WHAT THIS TASK INVOLVES: Reproduce the rows below exactly, from the first one down through the row containing "top-left (179, 12), bottom-right (318, 45)", with both ends included and nothing more.

== EXERCISE INPUT

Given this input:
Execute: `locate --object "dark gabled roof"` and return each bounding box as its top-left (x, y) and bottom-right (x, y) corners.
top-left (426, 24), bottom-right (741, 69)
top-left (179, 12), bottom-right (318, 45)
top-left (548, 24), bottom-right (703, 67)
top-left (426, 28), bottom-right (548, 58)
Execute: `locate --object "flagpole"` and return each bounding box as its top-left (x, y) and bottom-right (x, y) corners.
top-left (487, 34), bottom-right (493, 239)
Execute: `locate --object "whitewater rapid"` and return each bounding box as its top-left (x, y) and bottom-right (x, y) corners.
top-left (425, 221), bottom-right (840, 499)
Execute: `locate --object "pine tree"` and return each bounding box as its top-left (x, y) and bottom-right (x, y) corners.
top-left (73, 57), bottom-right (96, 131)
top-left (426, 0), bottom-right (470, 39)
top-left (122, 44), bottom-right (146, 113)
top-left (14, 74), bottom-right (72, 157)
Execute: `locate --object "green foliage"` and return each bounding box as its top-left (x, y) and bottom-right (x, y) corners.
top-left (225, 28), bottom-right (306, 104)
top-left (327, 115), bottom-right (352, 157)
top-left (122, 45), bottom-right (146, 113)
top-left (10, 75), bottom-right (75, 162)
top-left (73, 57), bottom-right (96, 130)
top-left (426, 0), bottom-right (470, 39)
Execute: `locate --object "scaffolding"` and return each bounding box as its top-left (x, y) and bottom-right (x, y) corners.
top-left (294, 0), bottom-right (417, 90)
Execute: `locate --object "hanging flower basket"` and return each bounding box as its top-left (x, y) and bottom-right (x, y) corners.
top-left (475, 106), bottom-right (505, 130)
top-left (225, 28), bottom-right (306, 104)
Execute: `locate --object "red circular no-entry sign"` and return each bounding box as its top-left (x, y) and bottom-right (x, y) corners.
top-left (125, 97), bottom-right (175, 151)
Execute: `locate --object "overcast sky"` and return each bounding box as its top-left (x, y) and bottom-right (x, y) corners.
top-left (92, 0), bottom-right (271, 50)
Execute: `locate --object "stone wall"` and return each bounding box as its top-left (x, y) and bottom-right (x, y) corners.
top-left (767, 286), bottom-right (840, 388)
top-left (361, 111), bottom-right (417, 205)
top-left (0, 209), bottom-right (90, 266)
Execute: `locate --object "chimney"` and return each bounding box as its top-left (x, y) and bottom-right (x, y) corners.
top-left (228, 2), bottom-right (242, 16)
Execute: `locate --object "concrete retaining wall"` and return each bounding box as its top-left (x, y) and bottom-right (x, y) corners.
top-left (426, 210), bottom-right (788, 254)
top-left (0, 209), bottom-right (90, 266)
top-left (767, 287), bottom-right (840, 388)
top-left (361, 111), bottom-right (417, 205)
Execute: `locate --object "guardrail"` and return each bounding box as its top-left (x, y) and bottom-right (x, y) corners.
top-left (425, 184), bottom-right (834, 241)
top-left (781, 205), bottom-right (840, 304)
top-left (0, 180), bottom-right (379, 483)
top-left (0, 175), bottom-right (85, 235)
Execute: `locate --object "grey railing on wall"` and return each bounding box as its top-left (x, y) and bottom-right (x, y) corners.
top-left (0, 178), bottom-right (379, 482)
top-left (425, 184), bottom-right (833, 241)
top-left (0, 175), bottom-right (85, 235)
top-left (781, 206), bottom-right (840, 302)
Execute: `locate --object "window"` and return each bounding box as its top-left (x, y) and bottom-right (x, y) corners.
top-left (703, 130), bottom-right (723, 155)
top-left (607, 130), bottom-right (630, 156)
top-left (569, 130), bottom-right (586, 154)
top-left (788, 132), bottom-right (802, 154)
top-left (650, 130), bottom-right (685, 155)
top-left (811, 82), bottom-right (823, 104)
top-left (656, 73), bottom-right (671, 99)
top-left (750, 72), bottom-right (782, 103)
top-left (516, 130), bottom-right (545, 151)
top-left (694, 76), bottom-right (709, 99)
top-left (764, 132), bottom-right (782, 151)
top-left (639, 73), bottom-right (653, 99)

====

THE RESPONSE:
Given this input:
Execute: `locate --object "dark gabled roof"` and return each bounding box as its top-left (x, y) and bottom-right (x, y) corners.
top-left (426, 24), bottom-right (741, 69)
top-left (179, 12), bottom-right (318, 45)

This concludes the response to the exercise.